Excerpt provided:
☆ ☆ ☆ ☆ ☆ ☆ ☆

Release Date: April 24th, 2018

Trigger Warnings: death, murder, abuse, PTSD, grief, the death of a parent, isolation, betrayal, mentions of domestic abuse 

Pages: 432

Publisher: Pan Macmillian Australia 

Genre: fantasy, high fantasy, romance, young adult, dark 

Goodreads blurb:

Theodosia was six when her country was invaded and her mother, the Fire Queen, was murdered before her eyes. On that day, the Kaiser took Theodosia’s family, her land, and her name. Theo was crowned Ash Princess–a title of shame to bear in her new life as a prisoner.

For ten years Theo has been a captive in her own palace. She’s endured the relentless abuse and ridicule of the Kaiser and his court. She is powerless, surviving in her new world only by burying the girl she was deep inside.

Then, one night, the Kaiser forces her to do the unthinkable. With blood on her hands and all hope of reclaiming her throne lost, she realizes that surviving is no longer enough. But she does have a weapon: her mind is sharper than any sword. And power isn’t always won on the battlefield.

For ten years, the Ash Princess has seen her land pillaged and her people enslaved. That all ends here.



You’ve read books like Ash Princess before. The story is not unique, you’ve probably read the story of a girl losing her kingdom and fighting for it back countless times. I’m a bit of a sucker for a lost princess storyline, in this case, I felt Ash Princess hit every single heartstring I had. I was in love with the writing of this book.

I feel as if Laura Sebastian wasn’t afraid to dive into the nitty-gritty, such as including the representation of PTSD. I’ve spoken about this a few times, but I have PTSD and any representation I can find in a text is important to me. Sebastian, in my opinion, writes Theo’s PTSD flawlessly into the book. It doesn’t feel as if it is being used as a plot point in order to drive the story home, it is seamlessly ingrained into who Theo is. For a debut novel, Ash Princess read extremely well. It was a memorable book for me and one that I know I want to read more of, especially with the ending.

What is Ash Princess about? Theodosia watched her mother be murdered when the Kaiser came. From that moment he took over what would have been her kingdom and used her as a pawn in his game to eliminate hope among her people. How did the Kaiser do this? He punished Theo, or Thora as he made her be known as, by wiping her. This may be done in public or without spectators. The end result is the same; Theo/Thora refuses to speak out in fear that she will be hurt. She has accepted her role that the Kaiser has given her and has, ultimately, given up. That is until someone from her past appears and Theo is ordered to murder him or her. This sets off a chain of events which lead to another familiar face recruiting Theo into the mix of the rebels. A journey ensures as Theo tries to determine what is right and who is okay to hurt – not everyone should be blamed for the mistakes of their parents. We read as Theo goes through the inner turmoil of who to hurt in order to get what she wants, revenge.

There is so much intensity woven into Ash Princess that I read it in one sitting and in four hours. It was such a gripping novel. I will say again that this novel is probably something you’ve read before but I am just a sucker for these stories. With magic woven into the book, along with friendships and betrayals, it makes for such a creative piece that will leave you yearning for more.

☆ ☆ ☆ ☆ ☆ ☆ ☆

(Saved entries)
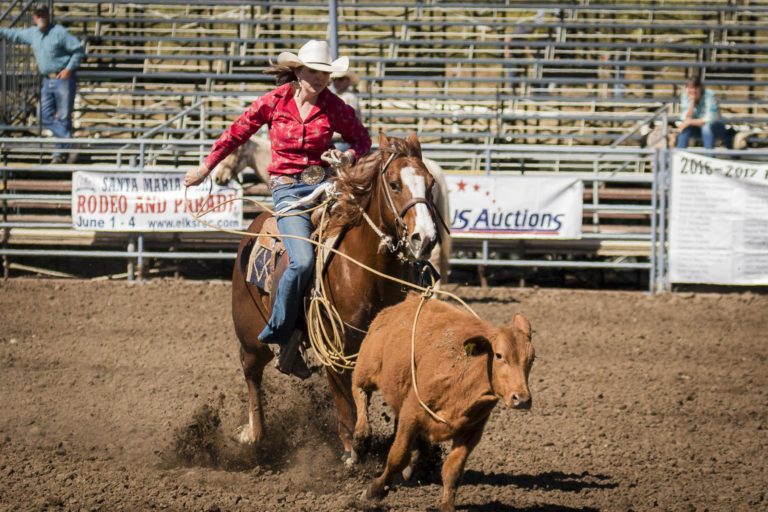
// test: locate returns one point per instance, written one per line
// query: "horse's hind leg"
(253, 370)
(362, 428)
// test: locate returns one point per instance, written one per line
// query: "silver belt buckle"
(313, 175)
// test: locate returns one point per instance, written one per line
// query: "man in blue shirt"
(700, 115)
(58, 54)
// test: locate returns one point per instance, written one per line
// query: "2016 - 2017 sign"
(151, 202)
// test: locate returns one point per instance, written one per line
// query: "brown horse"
(392, 188)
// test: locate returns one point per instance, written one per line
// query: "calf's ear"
(477, 345)
(520, 322)
(383, 141)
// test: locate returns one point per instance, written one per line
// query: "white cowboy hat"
(314, 55)
(354, 78)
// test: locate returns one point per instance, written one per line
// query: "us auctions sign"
(516, 206)
(151, 202)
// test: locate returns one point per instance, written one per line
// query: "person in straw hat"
(302, 115)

☆ ☆ ☆ ☆ ☆ ☆ ☆

Work to complete:
1. Which lines of the entries contain the string "sign"? Report each of them in full, with case counting in the match.
2. Pick up the Ash Princess review where it stops and keep writing it.
The review and the entries have no connection to each other.

Task responses:
1.
// query: "2016 - 2017 sign"
// query: "us auctions sign"

2.
Time to jump into what I liked and disliked about Ash Princess. Keep in mind I am a picky and critical reader, I always have a complaint but it doesn’t discredit how much I enjoyed this book.



This is from everyone, but primarily Theodosia. Watching her come into her own throughout Ash Princess was powerful. As she went from living her life in a way she despised to finally doing something about it. I mentioned it before but the PTSD rep throughout this just really spoke to me. It felt raw and that’s what I like my rep to feel like. This is my personal opinion though, another with PTSD may hate this rep.

I do wish there had been a little more fleshing out of the side characters but I really feel like that will happen in the second book. Ash Princess seemed focused on Theo and watching her break out of her shell and confines. Again, very powerful for me, especially since Theo felt morally grey to me.


I’m a sucker for well-written tropes. I definitely can read as many ‘my kingdom’s been stolen’ stories, as my heart desires as long as they’re well written. I will mention once more, this is probably a story you’ve read before. If you’re someone who prefers original stories, this probably isn’t the book for you.

I just love everything about Ash Princess, especially Sebastian’s writing. I feel like it just captured what she was wanting to say perfectly and bled through so many real emotions that fantasy tends to skip.


I find in books the hard decisions aren’t that hard. Especially when the character has been abused and manipulated to do the evil characters biding. Decisions like this aren’t easy when you’ve been forced into submission. I appreciated the fact that this was highlighted throughout the book. Theo anguished over almost every decision she had to make, at the time it got frustrating but it definitely felt like it was perfect for the setting of the book.



The return of the love triangle. I really hope it’s over by the second book because I am not ready for this. This had to be the most annoying thing about Ash Princess. At times it felt as if Theo couldn’t distinguish between the two love interested. I really did want to shake the girl and shout at her, truly.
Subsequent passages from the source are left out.